Copy every line of the data below, requests included, starting at the line that contains "Target: flyboard hose" and continuing through the end of the data, and shift each point coordinate in the answers by adding 91 to both of its numbers. Leave the numbers in the requests and their format samples unchanged.

Stored items
━━━━━━
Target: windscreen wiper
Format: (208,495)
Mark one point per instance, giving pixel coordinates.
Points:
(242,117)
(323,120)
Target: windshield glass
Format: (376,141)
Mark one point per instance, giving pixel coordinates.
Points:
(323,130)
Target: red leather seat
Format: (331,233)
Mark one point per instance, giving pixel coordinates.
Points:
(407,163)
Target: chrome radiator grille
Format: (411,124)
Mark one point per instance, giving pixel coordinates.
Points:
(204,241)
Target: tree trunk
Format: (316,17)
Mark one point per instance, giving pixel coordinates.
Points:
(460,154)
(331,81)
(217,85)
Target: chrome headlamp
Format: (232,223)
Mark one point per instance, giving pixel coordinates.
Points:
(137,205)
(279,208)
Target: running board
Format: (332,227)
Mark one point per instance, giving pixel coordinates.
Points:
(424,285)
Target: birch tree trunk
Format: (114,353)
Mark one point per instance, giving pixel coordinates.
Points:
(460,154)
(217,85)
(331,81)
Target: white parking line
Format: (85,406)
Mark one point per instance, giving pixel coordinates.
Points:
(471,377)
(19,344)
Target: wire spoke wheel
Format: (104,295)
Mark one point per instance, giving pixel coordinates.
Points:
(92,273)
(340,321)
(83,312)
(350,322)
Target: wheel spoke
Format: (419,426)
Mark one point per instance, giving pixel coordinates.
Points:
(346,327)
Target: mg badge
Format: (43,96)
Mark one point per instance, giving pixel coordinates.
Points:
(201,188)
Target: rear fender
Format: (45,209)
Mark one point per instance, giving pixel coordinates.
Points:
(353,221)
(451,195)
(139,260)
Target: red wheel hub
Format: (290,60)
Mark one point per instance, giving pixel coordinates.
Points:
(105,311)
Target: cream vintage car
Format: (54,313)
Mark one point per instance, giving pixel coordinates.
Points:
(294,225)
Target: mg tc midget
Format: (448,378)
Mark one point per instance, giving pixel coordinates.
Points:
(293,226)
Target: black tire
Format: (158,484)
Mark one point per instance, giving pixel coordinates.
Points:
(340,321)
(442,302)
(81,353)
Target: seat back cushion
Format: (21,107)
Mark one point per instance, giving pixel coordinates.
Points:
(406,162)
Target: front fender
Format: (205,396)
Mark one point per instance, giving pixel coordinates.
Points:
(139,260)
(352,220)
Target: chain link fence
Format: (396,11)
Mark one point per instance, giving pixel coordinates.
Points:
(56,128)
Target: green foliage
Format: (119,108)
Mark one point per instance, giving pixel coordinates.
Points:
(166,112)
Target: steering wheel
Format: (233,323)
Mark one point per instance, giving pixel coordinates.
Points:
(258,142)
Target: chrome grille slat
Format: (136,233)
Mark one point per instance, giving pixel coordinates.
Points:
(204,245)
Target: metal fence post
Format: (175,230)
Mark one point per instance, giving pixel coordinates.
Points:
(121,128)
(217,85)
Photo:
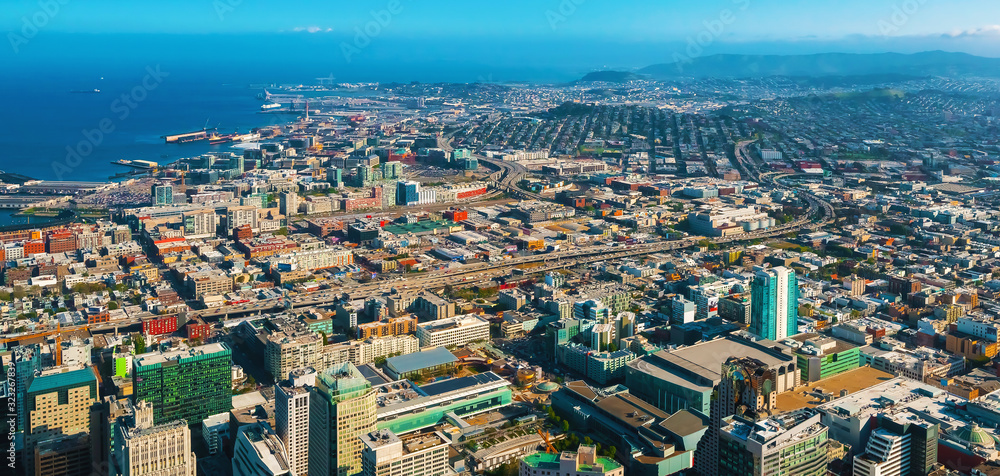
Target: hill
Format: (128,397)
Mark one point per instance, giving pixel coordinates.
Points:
(931,63)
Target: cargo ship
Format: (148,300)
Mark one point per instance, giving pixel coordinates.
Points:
(137,164)
(186,137)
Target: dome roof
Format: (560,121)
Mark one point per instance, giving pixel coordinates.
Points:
(975,435)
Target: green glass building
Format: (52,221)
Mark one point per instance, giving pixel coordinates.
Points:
(774,303)
(188,384)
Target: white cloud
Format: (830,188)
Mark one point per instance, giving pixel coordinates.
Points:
(989,30)
(312,29)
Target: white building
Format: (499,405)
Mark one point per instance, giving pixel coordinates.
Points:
(140,446)
(259,452)
(386,454)
(458,330)
(291,422)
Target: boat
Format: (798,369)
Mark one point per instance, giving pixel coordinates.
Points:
(137,164)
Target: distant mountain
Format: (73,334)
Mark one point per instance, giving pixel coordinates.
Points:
(931,63)
(610,77)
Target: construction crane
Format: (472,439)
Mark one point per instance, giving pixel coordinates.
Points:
(57,332)
(547,438)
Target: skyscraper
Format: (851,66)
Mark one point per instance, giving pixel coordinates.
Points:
(289,203)
(187,384)
(26,359)
(774,303)
(144,448)
(163,194)
(342,410)
(59,408)
(291,424)
(407,193)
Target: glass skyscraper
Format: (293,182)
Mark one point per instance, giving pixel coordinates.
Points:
(774,303)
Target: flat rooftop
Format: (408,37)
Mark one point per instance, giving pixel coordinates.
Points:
(883,395)
(853,381)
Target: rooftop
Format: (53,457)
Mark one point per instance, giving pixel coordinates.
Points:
(403,364)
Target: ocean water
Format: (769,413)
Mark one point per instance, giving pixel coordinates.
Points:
(55,134)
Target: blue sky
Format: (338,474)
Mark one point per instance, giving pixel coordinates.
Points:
(571,36)
(665,20)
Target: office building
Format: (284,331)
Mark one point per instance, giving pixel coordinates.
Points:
(142,447)
(162,194)
(386,454)
(458,330)
(26,360)
(774,303)
(793,443)
(584,462)
(188,384)
(342,409)
(291,424)
(60,405)
(289,203)
(902,445)
(404,407)
(200,222)
(407,193)
(259,452)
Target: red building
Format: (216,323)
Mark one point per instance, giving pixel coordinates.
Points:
(475,192)
(198,330)
(456,215)
(61,241)
(160,326)
(242,233)
(34,247)
(98,317)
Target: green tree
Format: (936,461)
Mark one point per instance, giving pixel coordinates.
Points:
(140,344)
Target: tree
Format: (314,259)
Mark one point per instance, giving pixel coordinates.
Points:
(140,344)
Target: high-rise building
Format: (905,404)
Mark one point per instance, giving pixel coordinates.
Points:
(291,424)
(144,448)
(289,204)
(774,303)
(187,384)
(392,170)
(407,193)
(342,409)
(259,452)
(162,194)
(26,360)
(59,407)
(386,454)
(794,443)
(903,444)
(584,462)
(200,222)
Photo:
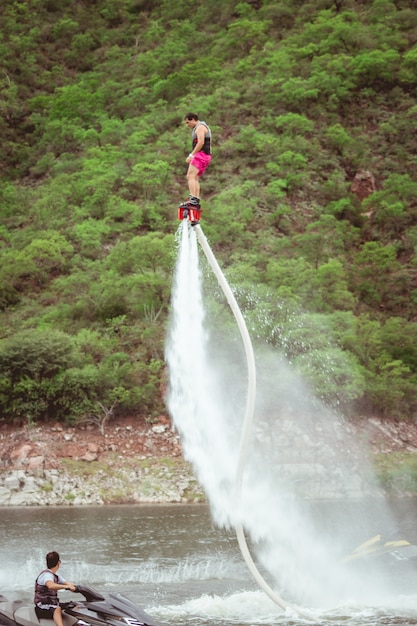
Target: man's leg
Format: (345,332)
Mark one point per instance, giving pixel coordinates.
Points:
(58,616)
(193,181)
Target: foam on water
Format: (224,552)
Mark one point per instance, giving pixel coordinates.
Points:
(299,448)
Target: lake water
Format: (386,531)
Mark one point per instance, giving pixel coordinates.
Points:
(175,563)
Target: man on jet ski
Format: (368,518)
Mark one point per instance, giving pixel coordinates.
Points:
(47,586)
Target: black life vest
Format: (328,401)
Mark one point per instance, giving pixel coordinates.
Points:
(207,138)
(44,595)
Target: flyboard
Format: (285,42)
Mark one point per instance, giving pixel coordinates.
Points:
(194,219)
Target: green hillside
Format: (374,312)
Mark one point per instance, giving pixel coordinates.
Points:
(310,203)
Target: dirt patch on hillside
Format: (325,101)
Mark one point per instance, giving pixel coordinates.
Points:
(45,446)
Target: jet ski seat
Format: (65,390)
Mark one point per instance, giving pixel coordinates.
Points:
(26,616)
(8,608)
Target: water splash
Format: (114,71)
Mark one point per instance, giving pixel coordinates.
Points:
(300,450)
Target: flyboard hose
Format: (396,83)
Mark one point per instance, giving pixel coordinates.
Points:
(247,424)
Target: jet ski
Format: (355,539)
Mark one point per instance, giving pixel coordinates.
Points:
(385,549)
(390,559)
(94,610)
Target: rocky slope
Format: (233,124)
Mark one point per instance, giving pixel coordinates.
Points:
(133,461)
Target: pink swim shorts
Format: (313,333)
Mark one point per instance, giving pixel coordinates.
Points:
(201,161)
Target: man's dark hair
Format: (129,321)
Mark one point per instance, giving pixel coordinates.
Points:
(52,559)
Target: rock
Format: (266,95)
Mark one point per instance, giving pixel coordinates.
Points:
(363,184)
(35,463)
(89,457)
(19,455)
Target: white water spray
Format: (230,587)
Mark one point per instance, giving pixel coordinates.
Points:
(259,496)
━━━━━━
-- FULL OUTPUT --
Target: flyboard hose
Format: (396,83)
Mark one point per instance, giving pixel coordinates.
Points:
(338,515)
Target: jet ski
Format: (355,539)
Mark one point per instance, giving pixel coordinates.
Points:
(476,640)
(481,650)
(185,701)
Target: rocky slope
Format: (233,124)
Mark one point per instance, giving pixel coordinates.
Points:
(224,552)
Target: pink swim shorts
Format: (313,333)
Mark one point per instance, giving pixel coordinates.
Points:
(292,252)
Target: man's dark hair
Format: (129,321)
Mark one point per instance, giving pixel coordinates.
Points:
(143,650)
Target: rock
Format: (266,95)
Mark one point per instance, giving pixel coordinates.
Points:
(454,275)
(126,554)
(180,548)
(110,546)
Target: white water spray
Format: (230,587)
Mark one point per instance, giving pixel coordinates.
Points:
(350,587)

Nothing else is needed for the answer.